§ Problem statement
Please copy all of the data that follows exactly, leaving any pictures out.
###
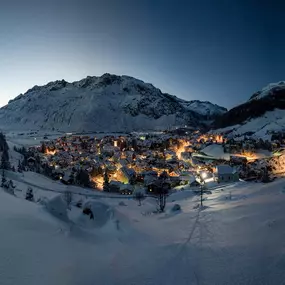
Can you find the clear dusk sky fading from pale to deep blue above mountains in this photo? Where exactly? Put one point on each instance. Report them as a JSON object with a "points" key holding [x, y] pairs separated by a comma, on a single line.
{"points": [[216, 50]]}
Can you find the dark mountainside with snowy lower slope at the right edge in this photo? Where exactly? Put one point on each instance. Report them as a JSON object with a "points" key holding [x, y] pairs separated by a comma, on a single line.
{"points": [[262, 113]]}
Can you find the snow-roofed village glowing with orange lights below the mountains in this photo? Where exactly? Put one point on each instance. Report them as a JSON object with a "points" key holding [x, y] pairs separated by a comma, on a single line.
{"points": [[181, 157]]}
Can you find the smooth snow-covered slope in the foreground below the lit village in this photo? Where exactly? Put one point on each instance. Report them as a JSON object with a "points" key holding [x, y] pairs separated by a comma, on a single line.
{"points": [[237, 238]]}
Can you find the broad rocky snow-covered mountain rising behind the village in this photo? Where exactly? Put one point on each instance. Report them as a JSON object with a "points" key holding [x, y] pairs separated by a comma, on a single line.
{"points": [[106, 103]]}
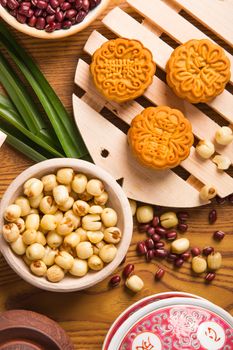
###
§ Solution to this exercise
Can you find the clear dusk sky fading from pale to deep blue above mountains in this photo? Where exactly? Put one point on each instance. Report them as a JSON object with a "points" key holding [x, y] pairs separated by a comma, on a single line.
{"points": [[216, 50]]}
Can you find the dark mountainside with snowy lower slope at the right edge in this photo? Where exactly? Put one point on each instance. Report them as a JSON object with a "points" key holding [x, y] pairs separated by a comma, on a single line.
{"points": [[262, 113]]}
Can you find the snow-roofed village glowing with orange lights below the mountains in this photo? Where exactly? Put one point on each instance. Report them as a JSON object with a "points" key holding [x, y] pairs separated by a comma, on a single line.
{"points": [[181, 157]]}
Can you find the smooth snow-covered slope in the foreground below the lit village in this photo? Where exactly? Put one point on each instance. Report them as a JSON object with a "points" key holding [x, y] pairs separated by a comma, on a single line.
{"points": [[237, 238]]}
Can you find the broad rocky snow-covered mountain rising behind the village in this photo? Where exactly? Put one point on each instance. Report them as a JSON object with a "points" key holding [x, y] pairs separated by a comma, on a single line.
{"points": [[106, 103]]}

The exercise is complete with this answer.